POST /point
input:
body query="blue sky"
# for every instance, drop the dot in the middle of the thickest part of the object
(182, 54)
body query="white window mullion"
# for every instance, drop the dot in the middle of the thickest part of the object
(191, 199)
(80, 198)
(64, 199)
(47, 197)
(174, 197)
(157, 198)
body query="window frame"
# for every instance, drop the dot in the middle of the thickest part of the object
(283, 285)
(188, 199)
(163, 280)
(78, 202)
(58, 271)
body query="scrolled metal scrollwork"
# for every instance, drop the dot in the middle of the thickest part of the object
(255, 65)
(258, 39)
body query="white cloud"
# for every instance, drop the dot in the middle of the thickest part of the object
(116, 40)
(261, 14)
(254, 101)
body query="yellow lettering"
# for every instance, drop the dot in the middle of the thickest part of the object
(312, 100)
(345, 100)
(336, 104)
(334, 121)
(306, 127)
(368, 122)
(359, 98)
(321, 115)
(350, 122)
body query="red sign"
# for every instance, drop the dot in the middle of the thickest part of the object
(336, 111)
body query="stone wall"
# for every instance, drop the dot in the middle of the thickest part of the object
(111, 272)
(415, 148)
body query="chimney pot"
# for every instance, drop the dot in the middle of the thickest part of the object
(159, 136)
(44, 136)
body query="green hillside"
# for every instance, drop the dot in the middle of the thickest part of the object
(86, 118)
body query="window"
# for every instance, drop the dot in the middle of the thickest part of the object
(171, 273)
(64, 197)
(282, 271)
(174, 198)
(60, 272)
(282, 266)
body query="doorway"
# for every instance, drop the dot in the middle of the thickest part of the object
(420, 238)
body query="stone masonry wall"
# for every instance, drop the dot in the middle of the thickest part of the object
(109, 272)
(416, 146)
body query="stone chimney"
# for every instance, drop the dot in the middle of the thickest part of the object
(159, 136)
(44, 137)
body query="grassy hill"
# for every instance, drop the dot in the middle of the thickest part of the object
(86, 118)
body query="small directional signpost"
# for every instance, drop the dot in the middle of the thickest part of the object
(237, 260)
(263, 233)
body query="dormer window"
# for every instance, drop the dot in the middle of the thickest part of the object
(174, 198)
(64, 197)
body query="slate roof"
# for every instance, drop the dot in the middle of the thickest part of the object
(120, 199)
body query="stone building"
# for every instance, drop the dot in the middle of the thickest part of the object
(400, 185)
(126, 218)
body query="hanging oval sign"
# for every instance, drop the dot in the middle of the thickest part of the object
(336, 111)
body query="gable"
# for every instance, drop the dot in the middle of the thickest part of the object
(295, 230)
━━━━━━
Transcribe the whole listing with nothing added or left out.

POST /point
input:
body query="blue sky"
# for every instance, drop the dot in the middle of the thickest part of the object
(182, 54)
body query="white window mullion"
# for every instance, drop the dot in the middle of the thickest part of the object
(191, 199)
(80, 198)
(64, 199)
(47, 197)
(174, 197)
(157, 198)
body query="window frame"
# for every instance, drop the dot in the middle of the thickest part of the object
(283, 285)
(188, 199)
(163, 280)
(78, 202)
(58, 271)
body query="scrolled metal scrollwork"
# for every instance, drop the dot in the middle of the thickest part of the object
(255, 65)
(258, 39)
body query="white cloud"
# for every instance, drop the dot in the middle of the thickest part of the object
(116, 40)
(261, 14)
(254, 101)
body query="yellow lettering"
# for every instance, drop the dot in the middle of the thickest part of the object
(312, 100)
(345, 100)
(336, 104)
(334, 121)
(306, 127)
(368, 122)
(359, 98)
(321, 115)
(350, 122)
body query="red sign"
# for every instance, drop the dot in the middle of the thickest part of the object
(336, 111)
body query="stone wall"
# for every instance, drop the dot in the middle of the thickest part of the object
(111, 272)
(415, 148)
body query="chimney pot"
# for every instance, drop the dot in the middle of the thickest part of the object
(159, 136)
(44, 136)
body query="green hillside"
# for every instance, drop the dot in the middle of the thickest part of the object
(86, 118)
body query="window"
# for every instance, drop the dot in the middle of the thickest part of the object
(171, 273)
(64, 197)
(282, 271)
(174, 198)
(60, 272)
(282, 266)
body query="doorway"
# for every instance, drop the dot in the middle of the thickest part of the object
(420, 238)
body query="stone masonry wall"
# for every instance, drop the dot in the middle of the thickest part of the object
(109, 272)
(416, 146)
body query="stone chimney"
# for every instance, drop the dot in the middle of the thickest part of the object
(159, 136)
(44, 137)
body query="grassy hill"
# for every instance, drop the dot in the middle of the thickest part of the object
(86, 118)
body query="small directional signpost"
# for every instance, drop the dot in the middle of the thickest part of the object
(237, 260)
(263, 233)
body query="dormer window"
# for every instance, drop the dot in the middle of the thickest part of the object
(174, 198)
(64, 197)
body query="slate roof"
# for every instance, drop the dot in the middle of the thickest part of the object
(120, 199)
body query="stone building"
# for every instance, drop the dot in the middle of the thickest part of the object
(400, 185)
(126, 218)
body query="hanging oval sign"
# for every instance, drop the dot in the middle of the thickest part of the object
(336, 111)
body query="gable"
# for every instance, drop the dot in the middle of the thickest part of the object
(295, 230)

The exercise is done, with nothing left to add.